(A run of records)

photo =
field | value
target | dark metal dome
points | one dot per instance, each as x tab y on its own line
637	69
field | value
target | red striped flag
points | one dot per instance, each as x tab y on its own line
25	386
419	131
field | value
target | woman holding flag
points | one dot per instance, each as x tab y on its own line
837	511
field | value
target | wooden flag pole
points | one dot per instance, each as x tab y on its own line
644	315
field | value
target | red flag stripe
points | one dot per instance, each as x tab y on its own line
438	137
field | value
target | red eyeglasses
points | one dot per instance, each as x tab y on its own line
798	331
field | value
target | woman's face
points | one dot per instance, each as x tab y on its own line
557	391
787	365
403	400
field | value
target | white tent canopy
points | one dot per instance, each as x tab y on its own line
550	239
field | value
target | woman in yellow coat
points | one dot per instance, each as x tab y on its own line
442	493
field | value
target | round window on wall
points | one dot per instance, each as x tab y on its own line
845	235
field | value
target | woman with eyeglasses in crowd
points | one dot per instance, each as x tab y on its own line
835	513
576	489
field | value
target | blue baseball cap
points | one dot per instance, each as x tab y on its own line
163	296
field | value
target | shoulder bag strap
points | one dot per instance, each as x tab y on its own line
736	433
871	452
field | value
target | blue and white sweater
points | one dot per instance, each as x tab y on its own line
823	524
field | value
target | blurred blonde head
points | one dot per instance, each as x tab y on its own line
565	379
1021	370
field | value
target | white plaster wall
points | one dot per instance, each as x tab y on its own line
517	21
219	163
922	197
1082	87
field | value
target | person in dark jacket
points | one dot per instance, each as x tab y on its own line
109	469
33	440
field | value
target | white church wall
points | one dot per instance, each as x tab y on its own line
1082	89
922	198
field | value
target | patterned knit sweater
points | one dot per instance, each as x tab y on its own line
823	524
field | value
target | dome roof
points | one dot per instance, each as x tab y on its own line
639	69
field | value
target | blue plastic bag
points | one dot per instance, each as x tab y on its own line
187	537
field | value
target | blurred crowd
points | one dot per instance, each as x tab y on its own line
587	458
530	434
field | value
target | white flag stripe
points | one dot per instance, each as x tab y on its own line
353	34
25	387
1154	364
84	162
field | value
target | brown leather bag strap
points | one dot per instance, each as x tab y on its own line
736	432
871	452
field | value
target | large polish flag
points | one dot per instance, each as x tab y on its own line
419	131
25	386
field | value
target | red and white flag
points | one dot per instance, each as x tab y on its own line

**Objective**:
Repeat the material above exactly.

**Result for this task**:
photo =
field | value
target | dark metal dome
points | one dot per instance, each as x tab y on its own line
637	69
field | value
target | red striped flag
points | one dot per instance, each as x tab y on its own line
25	386
419	131
field | value
target | woman holding flag
points | one dot per instance, each as x tab y on its own line
837	511
field | value
target | wooden flag pole
points | one dot per instance, each as x tab y on its own line
644	315
field | value
target | red flag stripe
points | one dot per instance, each as x tab y on its own line
438	137
field | value
target | red eyeglasses
points | one dot per instance, each as x tab y on its own line
798	331
field | value
target | woman's face
points | one dot per instance, each as x tab y on its own line
557	391
787	365
403	400
field | value
target | white tent canopy
points | one dot per instance, each as x tab y on its own line
550	239
field | value
target | woman in yellow coat
points | one dot per instance, each as x tab y on its own line
442	493
field | value
target | round window on wall
points | one dot per instance, each as x tab y on its own line
845	235
field | value
target | woman with eyeglasses in crowd
points | one dot per instance, each as x tab y on its own line
835	513
576	489
field | value
target | blue baseball cap
points | one dot per instance, each as x tab y on its own line
163	296
field | value
target | shoulder bag strap
points | one dot per instance, each as x tab y on its own line
736	433
871	452
field | value
target | blue and white sweater
points | one dot per instance, each as x tab y on its own line
823	524
field | value
target | blurred blonde head
points | one dot per instance, each as x tab y on its own line
565	379
1021	370
field | value
target | white plaster wall
points | one dot per instance, each as x tab y on its own line
517	21
219	163
922	197
1082	87
field | value
target | person in dark jacket
points | one dot per instance, each as x tab y on its own line
109	469
33	440
field | value
target | white church wall
points | one dot per instance, each as x tab y on its own line
1082	89
922	198
field | value
target | patterned knit sweater
points | one dot per instance, each as x tab y on its own line
823	524
field | value
target | dome roof
points | one dot per instance, each as x tab y on its own line
639	69
field | value
target | blue plastic bag
points | one dot per instance, each as x tab y on its own line
187	537
field | value
target | blurred crowd
points | one dot per instance, each as x tab y on its own line
587	458
530	434
field | value
target | white flag stripe
points | one dot per instance, each as x tab y on its own line
353	34
25	387
1154	364
84	162
field | value
target | brown leather bag strap
points | one dot per instance, each as x tab y on its own line
736	432
871	452
field | value
target | large polish flag
points | one dot per instance, each as x tab y on its own line
419	131
25	386
field | value
target | red and white flag
points | one dot per instance, each as x tab y on its own line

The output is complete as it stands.